▶ **DATA ENTRIES**:
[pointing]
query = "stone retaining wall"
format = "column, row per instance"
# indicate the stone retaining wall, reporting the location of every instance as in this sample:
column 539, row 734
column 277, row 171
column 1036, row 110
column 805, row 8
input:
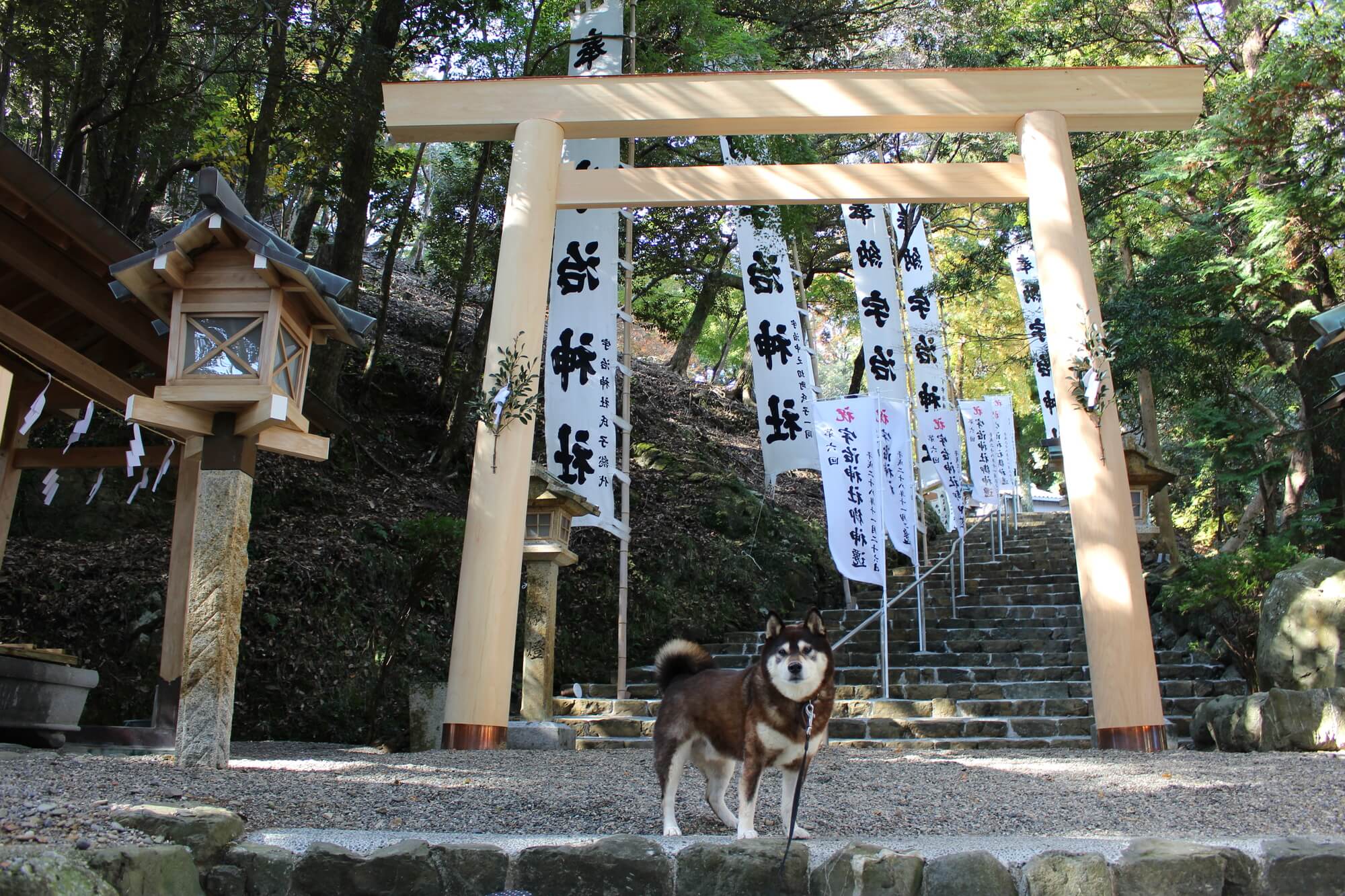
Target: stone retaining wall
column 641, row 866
* * *
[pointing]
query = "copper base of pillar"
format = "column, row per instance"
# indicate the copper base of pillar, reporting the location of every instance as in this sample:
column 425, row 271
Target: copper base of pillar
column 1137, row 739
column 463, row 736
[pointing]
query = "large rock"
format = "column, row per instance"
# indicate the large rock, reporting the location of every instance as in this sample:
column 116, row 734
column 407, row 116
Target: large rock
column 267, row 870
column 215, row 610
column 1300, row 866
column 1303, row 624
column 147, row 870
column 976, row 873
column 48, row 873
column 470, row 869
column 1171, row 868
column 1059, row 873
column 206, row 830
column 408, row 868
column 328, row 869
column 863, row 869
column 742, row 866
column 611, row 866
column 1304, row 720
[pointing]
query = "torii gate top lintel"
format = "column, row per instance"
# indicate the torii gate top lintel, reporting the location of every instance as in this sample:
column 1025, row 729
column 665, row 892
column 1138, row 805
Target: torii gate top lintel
==
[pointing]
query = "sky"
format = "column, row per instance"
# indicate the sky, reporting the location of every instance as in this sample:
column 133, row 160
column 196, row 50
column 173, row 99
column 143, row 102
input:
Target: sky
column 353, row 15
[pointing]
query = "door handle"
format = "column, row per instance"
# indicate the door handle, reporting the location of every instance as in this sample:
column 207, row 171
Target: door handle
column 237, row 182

▶ **PROMPT**: Pull out every line above that contains the string "retaining", matching case exactly.

▶ **FINISHED EXERCISE**:
query = "stone retaining wall"
# indicate the stone retaining wall, reporting the location of every instance as in this sample:
Target: stone retaining wall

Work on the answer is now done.